WHAT THIS TASK INVOLVES:
Starting at the line of the listing that contains "Can you see the yellow" and continuing through its final line, rewrite those lines, requests included, with each coordinate in the answers multiplied by 1.65 and rounded to a whole number, halves rounded up. Leave the pictures out.

"""

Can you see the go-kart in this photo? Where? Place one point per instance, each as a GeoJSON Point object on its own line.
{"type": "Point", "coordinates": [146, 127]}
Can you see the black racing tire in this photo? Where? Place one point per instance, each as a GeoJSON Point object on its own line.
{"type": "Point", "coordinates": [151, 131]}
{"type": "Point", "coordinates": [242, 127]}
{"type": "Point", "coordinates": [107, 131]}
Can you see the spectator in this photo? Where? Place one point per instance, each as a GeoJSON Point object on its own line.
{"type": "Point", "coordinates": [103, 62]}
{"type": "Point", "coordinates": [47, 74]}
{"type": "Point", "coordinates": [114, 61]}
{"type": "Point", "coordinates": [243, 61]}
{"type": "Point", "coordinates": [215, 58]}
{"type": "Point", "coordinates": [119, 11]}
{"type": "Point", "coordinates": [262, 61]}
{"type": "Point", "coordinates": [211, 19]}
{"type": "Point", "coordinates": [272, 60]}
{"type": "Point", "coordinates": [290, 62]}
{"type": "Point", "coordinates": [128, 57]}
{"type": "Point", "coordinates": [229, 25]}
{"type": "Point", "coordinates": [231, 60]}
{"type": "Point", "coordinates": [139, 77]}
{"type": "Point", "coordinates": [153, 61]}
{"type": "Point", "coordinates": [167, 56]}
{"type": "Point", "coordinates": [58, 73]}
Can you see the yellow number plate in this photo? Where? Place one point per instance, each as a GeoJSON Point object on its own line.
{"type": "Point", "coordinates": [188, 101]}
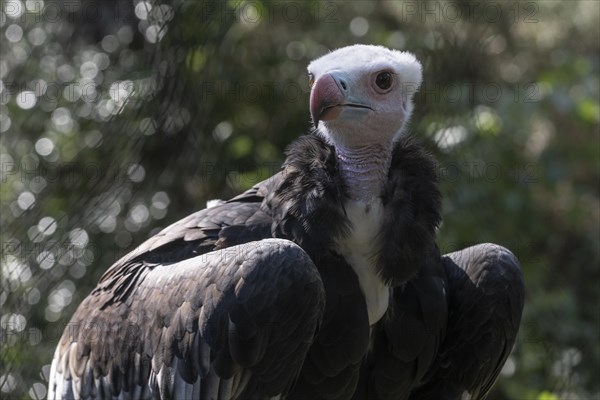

"""

FULL ANSWER:
Can you see the yellow number plate in this photo? Where? Place one point per instance, each as a GeoJSON Point object on its own line.
{"type": "Point", "coordinates": [310, 167]}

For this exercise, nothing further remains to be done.